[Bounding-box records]
►

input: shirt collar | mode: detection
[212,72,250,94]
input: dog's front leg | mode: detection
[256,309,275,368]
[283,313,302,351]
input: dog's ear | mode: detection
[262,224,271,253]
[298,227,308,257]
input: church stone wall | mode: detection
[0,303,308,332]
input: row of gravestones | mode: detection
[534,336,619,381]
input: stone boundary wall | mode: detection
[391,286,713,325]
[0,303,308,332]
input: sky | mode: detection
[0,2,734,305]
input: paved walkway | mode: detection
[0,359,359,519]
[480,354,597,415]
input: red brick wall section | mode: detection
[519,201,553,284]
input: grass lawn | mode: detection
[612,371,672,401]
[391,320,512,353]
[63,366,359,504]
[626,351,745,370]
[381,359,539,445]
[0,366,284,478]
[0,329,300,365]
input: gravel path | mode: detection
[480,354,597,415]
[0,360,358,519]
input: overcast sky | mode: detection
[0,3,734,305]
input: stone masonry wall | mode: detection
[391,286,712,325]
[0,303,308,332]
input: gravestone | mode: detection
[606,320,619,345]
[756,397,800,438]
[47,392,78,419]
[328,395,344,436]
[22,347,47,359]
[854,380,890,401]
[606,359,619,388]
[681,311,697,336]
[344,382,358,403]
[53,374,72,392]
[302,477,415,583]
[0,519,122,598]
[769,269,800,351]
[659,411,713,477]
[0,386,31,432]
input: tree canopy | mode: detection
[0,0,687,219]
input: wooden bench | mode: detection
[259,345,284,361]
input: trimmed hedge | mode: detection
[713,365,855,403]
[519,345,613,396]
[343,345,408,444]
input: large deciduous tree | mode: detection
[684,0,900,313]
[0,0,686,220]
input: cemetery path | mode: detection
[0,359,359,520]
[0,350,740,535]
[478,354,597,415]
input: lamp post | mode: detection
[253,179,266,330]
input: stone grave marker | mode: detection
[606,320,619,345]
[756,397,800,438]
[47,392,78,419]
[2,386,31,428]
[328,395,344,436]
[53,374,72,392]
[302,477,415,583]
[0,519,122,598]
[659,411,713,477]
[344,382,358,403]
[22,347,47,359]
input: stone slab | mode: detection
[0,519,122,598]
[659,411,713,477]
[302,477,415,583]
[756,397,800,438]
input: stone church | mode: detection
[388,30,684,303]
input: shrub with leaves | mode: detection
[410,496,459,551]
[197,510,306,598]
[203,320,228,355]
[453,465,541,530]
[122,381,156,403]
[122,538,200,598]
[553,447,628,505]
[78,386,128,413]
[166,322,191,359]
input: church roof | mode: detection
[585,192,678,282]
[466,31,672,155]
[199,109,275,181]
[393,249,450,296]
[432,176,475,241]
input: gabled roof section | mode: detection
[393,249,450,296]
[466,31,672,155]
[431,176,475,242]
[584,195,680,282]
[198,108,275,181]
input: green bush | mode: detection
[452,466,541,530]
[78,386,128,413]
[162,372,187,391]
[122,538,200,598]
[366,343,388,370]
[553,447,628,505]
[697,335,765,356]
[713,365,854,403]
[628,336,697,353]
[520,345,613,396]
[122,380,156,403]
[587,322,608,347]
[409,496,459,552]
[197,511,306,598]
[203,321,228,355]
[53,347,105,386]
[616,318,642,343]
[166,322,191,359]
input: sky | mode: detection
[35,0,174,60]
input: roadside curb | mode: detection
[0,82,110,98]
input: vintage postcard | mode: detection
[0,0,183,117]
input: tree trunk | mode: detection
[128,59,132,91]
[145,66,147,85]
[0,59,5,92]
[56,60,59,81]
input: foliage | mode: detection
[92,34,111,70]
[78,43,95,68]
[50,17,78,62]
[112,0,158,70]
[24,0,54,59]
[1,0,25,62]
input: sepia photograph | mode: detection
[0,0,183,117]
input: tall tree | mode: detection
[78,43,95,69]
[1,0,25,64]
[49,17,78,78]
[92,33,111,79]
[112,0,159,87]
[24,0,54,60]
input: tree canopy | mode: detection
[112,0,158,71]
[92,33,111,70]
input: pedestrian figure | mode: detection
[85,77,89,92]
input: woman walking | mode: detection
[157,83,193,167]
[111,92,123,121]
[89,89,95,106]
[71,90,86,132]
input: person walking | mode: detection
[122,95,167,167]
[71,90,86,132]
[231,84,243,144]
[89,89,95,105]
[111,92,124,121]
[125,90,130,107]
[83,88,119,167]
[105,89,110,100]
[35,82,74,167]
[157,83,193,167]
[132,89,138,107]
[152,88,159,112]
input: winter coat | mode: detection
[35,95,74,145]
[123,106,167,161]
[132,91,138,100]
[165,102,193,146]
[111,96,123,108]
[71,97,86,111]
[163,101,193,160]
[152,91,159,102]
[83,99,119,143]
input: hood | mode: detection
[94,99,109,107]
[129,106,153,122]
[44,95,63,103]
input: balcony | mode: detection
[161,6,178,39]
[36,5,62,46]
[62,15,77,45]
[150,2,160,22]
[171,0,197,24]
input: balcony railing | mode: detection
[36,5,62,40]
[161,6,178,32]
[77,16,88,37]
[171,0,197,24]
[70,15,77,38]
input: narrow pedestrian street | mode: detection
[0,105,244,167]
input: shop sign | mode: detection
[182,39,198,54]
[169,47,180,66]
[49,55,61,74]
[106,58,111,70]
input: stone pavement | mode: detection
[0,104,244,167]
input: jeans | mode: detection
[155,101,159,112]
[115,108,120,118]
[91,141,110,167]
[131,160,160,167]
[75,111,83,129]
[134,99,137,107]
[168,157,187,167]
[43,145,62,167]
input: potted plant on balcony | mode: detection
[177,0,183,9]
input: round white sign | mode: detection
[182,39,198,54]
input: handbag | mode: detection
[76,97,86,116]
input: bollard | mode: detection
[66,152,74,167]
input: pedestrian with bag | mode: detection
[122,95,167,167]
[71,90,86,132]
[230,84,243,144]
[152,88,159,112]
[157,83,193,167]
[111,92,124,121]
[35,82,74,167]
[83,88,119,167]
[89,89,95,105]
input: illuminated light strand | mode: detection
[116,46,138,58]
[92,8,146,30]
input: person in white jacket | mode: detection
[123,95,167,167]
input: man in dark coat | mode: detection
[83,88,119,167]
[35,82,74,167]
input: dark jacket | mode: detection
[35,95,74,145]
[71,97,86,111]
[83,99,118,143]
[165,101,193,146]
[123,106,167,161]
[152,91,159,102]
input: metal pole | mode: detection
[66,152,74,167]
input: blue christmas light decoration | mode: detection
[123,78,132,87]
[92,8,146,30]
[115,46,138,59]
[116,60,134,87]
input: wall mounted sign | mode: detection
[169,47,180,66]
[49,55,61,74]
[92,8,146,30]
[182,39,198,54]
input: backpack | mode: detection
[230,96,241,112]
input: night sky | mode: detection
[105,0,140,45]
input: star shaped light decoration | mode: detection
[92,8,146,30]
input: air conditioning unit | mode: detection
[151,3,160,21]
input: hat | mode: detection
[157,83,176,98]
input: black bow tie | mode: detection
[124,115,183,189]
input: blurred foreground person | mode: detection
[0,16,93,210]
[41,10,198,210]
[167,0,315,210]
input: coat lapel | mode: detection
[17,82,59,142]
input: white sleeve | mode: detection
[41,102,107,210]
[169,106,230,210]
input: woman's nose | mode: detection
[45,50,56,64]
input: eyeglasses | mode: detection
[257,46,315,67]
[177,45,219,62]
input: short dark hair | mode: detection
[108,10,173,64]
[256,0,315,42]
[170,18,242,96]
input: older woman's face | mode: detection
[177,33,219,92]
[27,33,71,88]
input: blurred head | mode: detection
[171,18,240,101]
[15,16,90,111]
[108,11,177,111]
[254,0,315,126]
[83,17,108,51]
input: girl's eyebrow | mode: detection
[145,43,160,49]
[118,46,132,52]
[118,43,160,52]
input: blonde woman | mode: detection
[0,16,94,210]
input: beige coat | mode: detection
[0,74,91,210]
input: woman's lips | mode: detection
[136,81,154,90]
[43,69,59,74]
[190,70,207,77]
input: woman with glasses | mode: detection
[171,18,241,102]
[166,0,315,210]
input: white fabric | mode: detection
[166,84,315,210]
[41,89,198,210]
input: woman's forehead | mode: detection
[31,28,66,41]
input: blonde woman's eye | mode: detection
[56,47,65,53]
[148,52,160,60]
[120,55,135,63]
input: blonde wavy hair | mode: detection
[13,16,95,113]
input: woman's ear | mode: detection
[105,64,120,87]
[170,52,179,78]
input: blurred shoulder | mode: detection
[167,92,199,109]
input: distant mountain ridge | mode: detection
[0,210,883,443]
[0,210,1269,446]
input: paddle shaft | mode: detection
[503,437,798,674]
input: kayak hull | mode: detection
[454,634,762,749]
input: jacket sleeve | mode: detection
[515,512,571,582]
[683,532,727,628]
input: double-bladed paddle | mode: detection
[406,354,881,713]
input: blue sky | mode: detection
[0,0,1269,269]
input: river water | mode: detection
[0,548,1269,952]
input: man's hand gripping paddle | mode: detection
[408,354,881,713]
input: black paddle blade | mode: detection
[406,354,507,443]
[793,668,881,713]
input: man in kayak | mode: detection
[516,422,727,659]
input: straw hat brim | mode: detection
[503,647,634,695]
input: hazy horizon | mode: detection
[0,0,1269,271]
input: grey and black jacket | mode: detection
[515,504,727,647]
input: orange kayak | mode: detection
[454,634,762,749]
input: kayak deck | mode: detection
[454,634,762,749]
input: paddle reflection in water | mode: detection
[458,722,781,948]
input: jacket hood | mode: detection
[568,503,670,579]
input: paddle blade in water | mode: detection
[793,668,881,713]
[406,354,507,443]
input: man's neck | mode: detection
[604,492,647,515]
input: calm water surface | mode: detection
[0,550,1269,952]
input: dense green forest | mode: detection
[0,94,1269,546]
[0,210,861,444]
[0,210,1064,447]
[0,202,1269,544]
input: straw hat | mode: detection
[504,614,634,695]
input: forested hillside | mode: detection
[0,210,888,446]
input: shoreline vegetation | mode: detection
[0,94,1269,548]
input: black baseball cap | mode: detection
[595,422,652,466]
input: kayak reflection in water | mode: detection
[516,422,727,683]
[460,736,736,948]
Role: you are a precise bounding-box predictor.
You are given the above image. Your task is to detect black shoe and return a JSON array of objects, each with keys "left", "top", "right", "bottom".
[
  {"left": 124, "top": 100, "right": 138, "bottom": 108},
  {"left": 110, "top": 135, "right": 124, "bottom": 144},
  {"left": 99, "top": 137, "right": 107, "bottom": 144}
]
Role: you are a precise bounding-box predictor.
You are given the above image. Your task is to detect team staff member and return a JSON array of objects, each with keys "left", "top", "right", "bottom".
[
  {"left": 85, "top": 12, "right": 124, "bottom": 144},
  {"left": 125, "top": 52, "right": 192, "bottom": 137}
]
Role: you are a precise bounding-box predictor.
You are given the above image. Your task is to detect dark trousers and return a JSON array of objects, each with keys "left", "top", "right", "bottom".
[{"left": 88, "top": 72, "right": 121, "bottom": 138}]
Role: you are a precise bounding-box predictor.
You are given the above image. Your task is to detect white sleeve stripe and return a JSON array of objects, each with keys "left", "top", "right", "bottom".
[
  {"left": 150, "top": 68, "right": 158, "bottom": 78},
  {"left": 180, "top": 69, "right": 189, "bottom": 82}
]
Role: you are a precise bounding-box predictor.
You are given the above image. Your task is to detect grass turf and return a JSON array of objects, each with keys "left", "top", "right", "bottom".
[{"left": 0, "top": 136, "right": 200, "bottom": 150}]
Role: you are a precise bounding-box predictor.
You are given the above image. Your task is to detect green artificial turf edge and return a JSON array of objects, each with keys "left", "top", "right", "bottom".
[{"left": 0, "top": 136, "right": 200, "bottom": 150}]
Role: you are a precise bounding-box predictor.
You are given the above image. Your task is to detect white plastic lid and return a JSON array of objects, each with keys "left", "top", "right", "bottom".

◄

- [REQUIRED TASK] Can you turn the records starting at the line containing "input: star shaped" and ending at the line containing "[516,422,727,659]" into a two-column CSV with columns named "request" and "boxes"? Each request gets one row, and each field is quoted, with its line breaks replaced by spaces.

- [FULL SOLUTION]
request,boxes
"input: star shaped light decoration | mode: detection","[92,8,146,30]"
"input: air conditioning unit | mode: detection","[151,3,160,21]"
"input: hat | mode: detection","[157,83,176,98]"
"input: black bow tie | mode: detection","[124,115,183,189]"
"input: blurred foreground person | mode: detection","[0,16,93,210] [41,10,198,210] [167,0,315,210]"
"input: coat lapel | mode: detection","[17,82,59,142]"
"input: white sleeve | mode: detection","[41,102,107,210] [169,106,230,210]"
"input: woman's nose | mode: detection","[45,50,56,64]"
"input: eyeglasses | mode: detection","[257,46,315,67] [177,45,219,62]"
"input: short dark hair | mode: detection","[108,10,173,64] [256,0,315,42] [170,18,242,96]"
"input: older woman's face | mode: detection","[177,33,219,92] [27,33,71,88]"
"input: blurred head | mode: detection","[171,18,240,101] [15,16,90,111] [108,11,177,111] [254,0,315,126] [83,17,108,51]"
"input: girl's eyebrow | mode: detection","[145,43,160,49] [118,46,132,52] [118,43,160,52]"
"input: blonde woman | mode: detection","[0,16,94,210]"
"input: beige coat | mode: detection","[0,74,91,210]"
"input: woman's lips | mode: detection","[136,81,154,90] [43,69,59,74] [190,70,207,77]"
"input: woman with glasses | mode: detection","[171,18,241,102] [166,0,315,210]"
"input: white fabric | mode: detection","[166,84,315,210] [41,89,198,210]"
"input: woman's forehead | mode: detection","[31,28,66,41]"
"input: blonde woman's eye | mode: detection","[56,47,65,53] [148,52,160,60] [120,55,135,63]"
"input: blonde wavy hair | mode: detection","[13,16,95,113]"
"input: woman's ear | mode: detection","[105,64,120,87] [170,52,179,78]"
"input: blurred shoulder | mode: detection","[167,92,199,109]"
"input: distant mountain ridge | mode: detection","[0,210,883,443] [0,210,1269,446]"
"input: paddle shaft | mode: detection","[503,437,798,674]"
"input: kayak hull | mode: detection","[454,634,762,749]"
"input: jacket sleeve | mode: detection","[515,512,571,582] [683,532,727,628]"
"input: double-bladed paddle | mode: detection","[406,354,881,713]"
"input: blue sky | mode: detection","[0,0,1269,269]"
"input: river water | mode: detection","[0,548,1269,952]"
"input: man's hand gripping paddle | mode: detection","[408,354,881,713]"
"input: black paddle blade | mode: detection","[406,354,507,443] [793,668,881,713]"
"input: man in kayak | mode: detection","[516,422,727,659]"